EXERCISE AIM: Write the next part of the quarterly financial results passage below, starting after its final sentence and keeping the style of a company filing.

PASSAGE:

--*--

THE PRIVATE SECURITIES LITIGATION REFORM ACT OF 1995 PROVIDES A SAFE HARBOR FOR
FORWARD-LOOKING STATEMENTS. IN ORDER TO COMPLY WITH THE TERMS OF THE SAFE
HARBOR, THE COMPANY NOTES THAT A VARIETY OF FACTORS COULD CAUSE THE COMPANY'S
ACTUAL RESULTS AND EXPERIENCE TO DIFFER MATERIALLY FROM THE ANTICIPATED RESULTS
OR OTHER EXPECTATIONS EXPRESSED IN THE COMPANY'S FORWARD-LOOKING STATEMENTS.
THESE STATEMENTS BY THEIR NATURE INVOLVE SUBSTANTIAL RISKS AND UNCERTAINTIES,
AND ACTUAL RESULTS MAY DIFFER MATERIALLY DEPENDING UPON A VARIETY OF FACTORS,
INCLUDING CONTINUED MARKET DEMAND FOR THE TYPES OF PRODUCTS AND SERVICES
PRODUCED AND SOLD BY THE COMPANY.
COMPARISON OF THE THREE MONTHS ENDED FEBRUARY 28, 2003 TO THE THREE MONTHS ENDED
FEBRUARY 28, 2002.
REVENUES - Revenues for the three months ended February 28, 2003 totaled $8.3
million as compared to $3.5 million for the three months ended February 28,
2002, an increase of $4.8 million or 137%. The revenue increase is a direct
result of the Company being awarded additional contracts during the latter part
of fiscal year ended August 31, 2002. These additional contracts resulted in the
Company incurring approximately 75,000 shop floor hours during the second
quarter of 2003, as compared to 40,500 during the same period of 2002, an
increase of 34,500 hours or 85%.

--*--

EXTRACTED DATA:
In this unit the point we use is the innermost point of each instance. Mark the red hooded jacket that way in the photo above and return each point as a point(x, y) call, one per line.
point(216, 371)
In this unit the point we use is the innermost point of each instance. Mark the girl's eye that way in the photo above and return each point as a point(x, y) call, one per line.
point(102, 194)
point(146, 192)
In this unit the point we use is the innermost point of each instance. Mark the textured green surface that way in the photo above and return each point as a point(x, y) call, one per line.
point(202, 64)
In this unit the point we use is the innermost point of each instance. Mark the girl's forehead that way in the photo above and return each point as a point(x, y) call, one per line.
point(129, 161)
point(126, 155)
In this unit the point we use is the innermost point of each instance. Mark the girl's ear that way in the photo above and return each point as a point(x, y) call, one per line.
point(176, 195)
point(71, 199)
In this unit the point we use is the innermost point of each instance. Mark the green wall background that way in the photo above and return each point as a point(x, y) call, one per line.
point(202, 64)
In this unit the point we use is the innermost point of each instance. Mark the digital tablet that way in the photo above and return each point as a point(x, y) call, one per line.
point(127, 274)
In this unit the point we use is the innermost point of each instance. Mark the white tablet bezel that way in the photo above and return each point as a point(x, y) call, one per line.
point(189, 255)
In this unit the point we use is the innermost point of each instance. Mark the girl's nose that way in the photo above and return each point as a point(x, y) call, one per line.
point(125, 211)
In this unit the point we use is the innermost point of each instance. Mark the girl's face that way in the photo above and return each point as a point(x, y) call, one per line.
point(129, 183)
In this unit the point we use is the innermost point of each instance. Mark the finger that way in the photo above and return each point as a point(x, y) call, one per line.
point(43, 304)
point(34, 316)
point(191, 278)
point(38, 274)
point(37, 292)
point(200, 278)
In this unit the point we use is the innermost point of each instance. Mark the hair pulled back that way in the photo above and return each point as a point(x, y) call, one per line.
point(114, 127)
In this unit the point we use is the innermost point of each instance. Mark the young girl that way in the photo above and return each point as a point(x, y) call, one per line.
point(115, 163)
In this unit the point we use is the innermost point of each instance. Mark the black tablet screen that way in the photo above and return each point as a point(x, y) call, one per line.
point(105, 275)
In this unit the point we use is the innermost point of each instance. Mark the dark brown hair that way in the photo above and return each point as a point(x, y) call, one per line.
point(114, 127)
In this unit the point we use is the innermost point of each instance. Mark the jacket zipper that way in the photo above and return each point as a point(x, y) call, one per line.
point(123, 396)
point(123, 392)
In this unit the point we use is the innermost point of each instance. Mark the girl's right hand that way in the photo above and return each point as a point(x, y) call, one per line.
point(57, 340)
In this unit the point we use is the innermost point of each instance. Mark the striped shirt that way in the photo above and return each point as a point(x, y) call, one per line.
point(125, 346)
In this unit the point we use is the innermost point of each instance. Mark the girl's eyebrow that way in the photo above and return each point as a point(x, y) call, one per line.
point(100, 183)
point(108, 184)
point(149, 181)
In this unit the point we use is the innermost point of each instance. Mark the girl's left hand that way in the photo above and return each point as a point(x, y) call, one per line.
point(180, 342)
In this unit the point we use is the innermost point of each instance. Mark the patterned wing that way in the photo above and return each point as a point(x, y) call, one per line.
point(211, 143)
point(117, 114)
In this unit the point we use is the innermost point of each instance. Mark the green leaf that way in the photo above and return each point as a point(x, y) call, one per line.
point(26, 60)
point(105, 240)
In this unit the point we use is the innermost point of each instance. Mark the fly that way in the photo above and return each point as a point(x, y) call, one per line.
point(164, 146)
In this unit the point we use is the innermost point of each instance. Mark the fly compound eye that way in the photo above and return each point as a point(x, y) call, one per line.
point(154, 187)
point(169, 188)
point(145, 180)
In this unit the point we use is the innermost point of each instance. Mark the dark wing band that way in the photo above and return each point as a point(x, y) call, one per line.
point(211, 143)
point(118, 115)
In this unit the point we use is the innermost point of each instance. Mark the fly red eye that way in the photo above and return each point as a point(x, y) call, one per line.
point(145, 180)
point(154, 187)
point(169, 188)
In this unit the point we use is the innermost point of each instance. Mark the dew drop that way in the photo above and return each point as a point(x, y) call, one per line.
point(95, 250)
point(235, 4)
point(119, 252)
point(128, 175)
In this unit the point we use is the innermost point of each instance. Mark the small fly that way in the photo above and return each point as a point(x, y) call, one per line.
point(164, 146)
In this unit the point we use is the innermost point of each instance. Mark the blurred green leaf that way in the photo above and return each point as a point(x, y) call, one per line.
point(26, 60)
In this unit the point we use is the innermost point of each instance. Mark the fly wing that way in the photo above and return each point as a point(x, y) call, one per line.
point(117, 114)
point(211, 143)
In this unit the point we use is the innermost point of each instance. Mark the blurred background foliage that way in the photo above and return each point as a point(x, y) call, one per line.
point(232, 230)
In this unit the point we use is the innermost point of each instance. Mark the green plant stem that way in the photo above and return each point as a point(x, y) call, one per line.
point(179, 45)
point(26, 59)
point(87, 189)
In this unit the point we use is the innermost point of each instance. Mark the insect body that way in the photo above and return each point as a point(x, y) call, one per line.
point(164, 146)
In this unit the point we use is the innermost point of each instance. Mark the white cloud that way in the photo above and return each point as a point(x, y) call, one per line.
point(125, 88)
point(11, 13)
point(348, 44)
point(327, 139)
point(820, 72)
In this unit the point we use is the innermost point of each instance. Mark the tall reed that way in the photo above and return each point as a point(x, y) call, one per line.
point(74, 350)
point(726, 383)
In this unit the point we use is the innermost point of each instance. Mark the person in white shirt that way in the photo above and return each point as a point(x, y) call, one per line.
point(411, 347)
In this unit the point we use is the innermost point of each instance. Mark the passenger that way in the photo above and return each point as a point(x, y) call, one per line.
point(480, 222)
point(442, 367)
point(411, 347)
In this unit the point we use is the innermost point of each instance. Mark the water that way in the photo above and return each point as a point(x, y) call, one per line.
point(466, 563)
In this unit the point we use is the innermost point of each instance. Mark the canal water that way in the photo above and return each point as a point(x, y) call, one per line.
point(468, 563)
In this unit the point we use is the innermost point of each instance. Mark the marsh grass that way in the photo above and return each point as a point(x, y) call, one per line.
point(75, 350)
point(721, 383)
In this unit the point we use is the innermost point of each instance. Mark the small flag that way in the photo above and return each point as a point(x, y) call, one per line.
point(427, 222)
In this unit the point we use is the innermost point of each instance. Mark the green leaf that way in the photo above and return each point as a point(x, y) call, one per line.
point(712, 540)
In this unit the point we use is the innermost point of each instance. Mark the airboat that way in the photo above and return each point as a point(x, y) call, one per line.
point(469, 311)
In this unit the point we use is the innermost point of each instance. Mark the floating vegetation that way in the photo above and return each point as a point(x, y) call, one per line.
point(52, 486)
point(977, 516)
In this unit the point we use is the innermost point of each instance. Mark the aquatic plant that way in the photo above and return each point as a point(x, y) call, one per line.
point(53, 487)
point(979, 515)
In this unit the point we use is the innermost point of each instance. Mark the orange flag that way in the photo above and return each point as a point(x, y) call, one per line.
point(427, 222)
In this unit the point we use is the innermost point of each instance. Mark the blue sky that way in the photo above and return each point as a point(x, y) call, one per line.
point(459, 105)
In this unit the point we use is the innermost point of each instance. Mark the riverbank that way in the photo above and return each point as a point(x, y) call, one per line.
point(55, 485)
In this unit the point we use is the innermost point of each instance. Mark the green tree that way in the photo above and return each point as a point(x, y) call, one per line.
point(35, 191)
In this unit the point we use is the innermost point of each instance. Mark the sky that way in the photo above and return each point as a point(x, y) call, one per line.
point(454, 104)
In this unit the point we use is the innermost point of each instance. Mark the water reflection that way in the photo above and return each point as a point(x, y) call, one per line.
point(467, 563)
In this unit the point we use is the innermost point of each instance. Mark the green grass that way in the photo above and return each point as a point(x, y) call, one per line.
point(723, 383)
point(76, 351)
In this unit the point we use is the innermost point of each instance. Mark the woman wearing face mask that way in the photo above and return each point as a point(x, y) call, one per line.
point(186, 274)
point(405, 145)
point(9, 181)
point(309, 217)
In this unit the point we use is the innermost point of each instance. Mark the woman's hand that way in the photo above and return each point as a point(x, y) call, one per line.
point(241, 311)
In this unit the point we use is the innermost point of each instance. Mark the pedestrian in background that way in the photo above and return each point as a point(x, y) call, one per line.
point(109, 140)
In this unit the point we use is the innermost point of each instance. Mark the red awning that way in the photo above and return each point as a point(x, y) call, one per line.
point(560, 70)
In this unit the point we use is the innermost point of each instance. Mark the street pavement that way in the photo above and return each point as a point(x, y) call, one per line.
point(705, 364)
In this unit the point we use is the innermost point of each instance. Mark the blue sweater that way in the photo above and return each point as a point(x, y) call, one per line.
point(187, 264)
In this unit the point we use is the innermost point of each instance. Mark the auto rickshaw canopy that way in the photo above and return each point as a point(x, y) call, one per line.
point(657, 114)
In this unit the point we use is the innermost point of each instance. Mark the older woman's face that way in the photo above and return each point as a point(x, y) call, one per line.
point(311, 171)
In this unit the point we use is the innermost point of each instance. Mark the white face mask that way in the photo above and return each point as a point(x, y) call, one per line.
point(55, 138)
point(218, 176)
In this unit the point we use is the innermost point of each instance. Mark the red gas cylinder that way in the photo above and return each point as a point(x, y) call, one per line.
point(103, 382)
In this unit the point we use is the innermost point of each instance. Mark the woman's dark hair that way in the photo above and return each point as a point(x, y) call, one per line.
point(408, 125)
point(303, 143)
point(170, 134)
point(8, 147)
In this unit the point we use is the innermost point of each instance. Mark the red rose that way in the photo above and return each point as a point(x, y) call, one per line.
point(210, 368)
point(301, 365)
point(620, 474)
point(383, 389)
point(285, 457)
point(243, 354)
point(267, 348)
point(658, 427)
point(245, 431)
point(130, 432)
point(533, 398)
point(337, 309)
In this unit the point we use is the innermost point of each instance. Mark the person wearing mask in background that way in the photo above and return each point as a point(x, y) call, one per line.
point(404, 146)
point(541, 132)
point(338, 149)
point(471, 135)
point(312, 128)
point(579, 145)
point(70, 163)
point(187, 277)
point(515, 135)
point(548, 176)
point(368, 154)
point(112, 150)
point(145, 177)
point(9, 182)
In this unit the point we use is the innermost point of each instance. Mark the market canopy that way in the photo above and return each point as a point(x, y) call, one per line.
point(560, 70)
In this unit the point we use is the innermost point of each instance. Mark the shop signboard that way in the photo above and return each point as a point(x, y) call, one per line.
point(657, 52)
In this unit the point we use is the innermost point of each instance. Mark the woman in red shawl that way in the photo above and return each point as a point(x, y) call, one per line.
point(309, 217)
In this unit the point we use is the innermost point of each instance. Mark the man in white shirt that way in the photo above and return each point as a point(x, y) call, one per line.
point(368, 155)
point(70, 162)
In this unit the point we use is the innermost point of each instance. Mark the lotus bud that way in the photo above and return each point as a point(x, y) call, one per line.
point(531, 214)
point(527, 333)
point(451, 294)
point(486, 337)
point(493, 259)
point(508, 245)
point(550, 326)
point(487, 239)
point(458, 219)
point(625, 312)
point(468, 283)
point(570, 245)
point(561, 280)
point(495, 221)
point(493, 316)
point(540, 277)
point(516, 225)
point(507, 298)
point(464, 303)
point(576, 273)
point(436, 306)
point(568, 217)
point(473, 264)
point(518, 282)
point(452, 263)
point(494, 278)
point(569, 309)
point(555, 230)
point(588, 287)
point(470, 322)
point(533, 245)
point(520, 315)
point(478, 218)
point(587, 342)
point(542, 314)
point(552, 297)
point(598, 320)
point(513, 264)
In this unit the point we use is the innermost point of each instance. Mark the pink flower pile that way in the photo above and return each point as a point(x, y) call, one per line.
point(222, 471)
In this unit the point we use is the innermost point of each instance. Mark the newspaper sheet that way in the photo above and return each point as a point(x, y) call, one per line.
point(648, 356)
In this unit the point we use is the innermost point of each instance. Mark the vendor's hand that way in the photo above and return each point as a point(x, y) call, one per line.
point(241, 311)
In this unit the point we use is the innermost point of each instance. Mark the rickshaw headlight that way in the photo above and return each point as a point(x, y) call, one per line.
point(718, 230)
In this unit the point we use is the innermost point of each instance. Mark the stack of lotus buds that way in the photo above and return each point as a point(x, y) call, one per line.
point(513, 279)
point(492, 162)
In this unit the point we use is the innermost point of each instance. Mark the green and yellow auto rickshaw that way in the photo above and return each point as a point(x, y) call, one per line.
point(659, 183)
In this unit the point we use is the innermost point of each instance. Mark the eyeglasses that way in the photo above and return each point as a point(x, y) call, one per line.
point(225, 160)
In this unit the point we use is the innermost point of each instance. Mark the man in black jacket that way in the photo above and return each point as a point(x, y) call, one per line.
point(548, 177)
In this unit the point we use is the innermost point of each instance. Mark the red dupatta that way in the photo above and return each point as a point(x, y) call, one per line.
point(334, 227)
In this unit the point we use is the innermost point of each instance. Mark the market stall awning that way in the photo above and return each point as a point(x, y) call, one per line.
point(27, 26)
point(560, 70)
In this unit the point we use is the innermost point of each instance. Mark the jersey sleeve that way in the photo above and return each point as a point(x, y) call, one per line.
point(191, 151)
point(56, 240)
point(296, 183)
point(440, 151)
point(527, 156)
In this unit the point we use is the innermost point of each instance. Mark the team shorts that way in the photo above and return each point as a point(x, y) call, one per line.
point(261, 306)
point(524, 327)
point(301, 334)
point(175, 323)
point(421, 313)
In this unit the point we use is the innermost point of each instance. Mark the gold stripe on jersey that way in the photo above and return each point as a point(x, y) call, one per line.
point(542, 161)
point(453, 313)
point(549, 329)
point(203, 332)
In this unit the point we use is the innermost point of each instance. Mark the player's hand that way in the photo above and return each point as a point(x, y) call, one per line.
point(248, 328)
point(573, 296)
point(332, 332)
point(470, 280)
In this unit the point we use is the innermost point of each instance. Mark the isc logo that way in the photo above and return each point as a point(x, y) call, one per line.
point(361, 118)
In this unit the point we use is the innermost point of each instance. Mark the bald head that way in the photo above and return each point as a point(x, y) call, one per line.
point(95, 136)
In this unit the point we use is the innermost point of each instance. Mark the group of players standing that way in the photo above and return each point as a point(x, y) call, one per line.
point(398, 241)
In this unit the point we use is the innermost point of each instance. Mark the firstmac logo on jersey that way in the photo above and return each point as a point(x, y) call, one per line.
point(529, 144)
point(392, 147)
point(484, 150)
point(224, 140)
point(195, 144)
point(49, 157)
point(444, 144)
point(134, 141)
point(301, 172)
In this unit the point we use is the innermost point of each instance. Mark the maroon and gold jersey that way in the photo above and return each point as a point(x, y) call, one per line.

--*--

TASK OUTPUT:
As of February 28, 2003, the Company had approximately $32.7 million in contract
backlogs. This compares to approximately $6.1 million as of February 28, 2002,
an increase of $26.6 million or 436%. This backlog, in shop floor hours,
increased from 111,152 as of February 28, 2002 to 299,079 as of February 28,
2003, an increase of 169%. The Company was awarded additional contracts in
excess of $16.0 million during the second quarter of 2003, as compared to $4.1
million in the same quarter last year.
COST OF SALES - Cost of sales was $7.4 million or 89.5% of sales for the three
months ended February 28, 2003 as compared to $3.6 million or 104.1% of sales
for the three months ended February 28, 2002. The increase in gross margin was
largely due to the increase in revenue combined with the Company maintaining
manufacturing overhead expense at levels consistent with that of the previous
comparable quarter.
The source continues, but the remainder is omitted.